* Written instruction
Reproduce the following records verbatim, keeping every line unchanged and in its original order.

— start —

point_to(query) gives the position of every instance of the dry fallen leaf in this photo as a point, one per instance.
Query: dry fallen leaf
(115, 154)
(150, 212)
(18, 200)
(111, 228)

— end —

* Task result
point_to(query) gives the position of every instance of the dry fallen leaf in this photo as a point, one per instance.
Query: dry fallen leaf
(115, 154)
(150, 212)
(18, 200)
(111, 228)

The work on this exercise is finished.